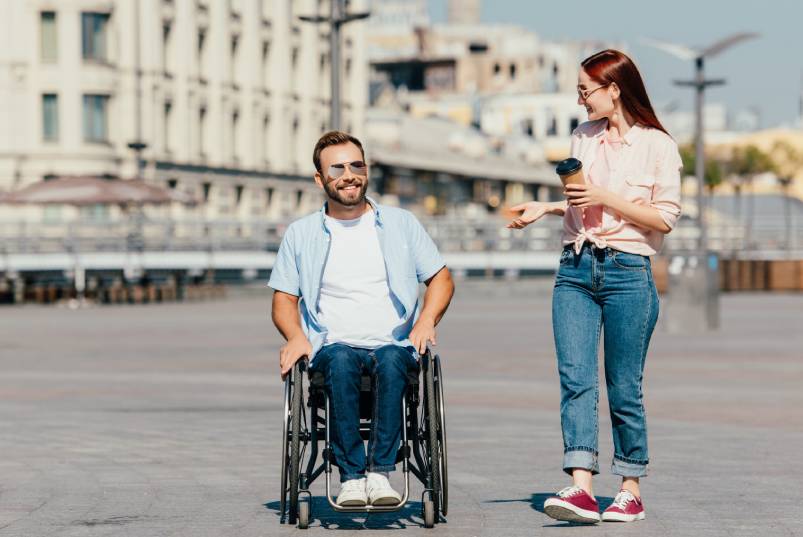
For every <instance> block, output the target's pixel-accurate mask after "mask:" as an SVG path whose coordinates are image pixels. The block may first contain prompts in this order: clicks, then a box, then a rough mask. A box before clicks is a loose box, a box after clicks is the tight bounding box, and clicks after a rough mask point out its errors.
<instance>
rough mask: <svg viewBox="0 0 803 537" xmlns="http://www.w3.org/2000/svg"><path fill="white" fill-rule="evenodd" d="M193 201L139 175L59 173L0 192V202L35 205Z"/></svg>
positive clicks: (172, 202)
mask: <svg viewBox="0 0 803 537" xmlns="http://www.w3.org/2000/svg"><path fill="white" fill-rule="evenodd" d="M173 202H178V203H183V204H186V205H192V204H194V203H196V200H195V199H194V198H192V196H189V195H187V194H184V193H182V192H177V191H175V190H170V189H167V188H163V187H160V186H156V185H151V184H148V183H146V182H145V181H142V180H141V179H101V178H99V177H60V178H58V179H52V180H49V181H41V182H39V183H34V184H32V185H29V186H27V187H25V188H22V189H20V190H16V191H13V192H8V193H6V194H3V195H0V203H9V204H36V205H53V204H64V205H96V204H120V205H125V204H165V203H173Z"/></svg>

* About this task: Copy every row above word for word, leaving out the pictures.

* Response to the exercise:
For every <instance> block, output the target's pixel-accurate mask after "mask:" as an SVG path whose coordinates are image pixels. The block may first contain prompts in this order: clicks, then a box, then a rough mask. A box before clicks is a loose box, a box after clicks is the tight bounding box, and clicks after a rough mask point out its errors.
<instance>
rough mask: <svg viewBox="0 0 803 537" xmlns="http://www.w3.org/2000/svg"><path fill="white" fill-rule="evenodd" d="M193 201L139 175L59 173L0 192V202L35 205Z"/></svg>
positive clicks: (172, 202)
mask: <svg viewBox="0 0 803 537" xmlns="http://www.w3.org/2000/svg"><path fill="white" fill-rule="evenodd" d="M173 202H178V203H183V204H186V205H192V204H194V203H196V200H195V199H194V198H192V196H189V195H187V194H184V193H182V192H177V191H175V190H170V189H167V188H163V187H160V186H156V185H151V184H148V183H146V182H145V181H142V180H141V179H101V178H99V177H60V178H58V179H52V180H49V181H41V182H39V183H34V184H32V185H29V186H27V187H25V188H22V189H20V190H16V191H13V192H8V193H6V194H3V195H0V203H9V204H36V205H53V204H64V205H96V204H120V205H125V204H165V203H173Z"/></svg>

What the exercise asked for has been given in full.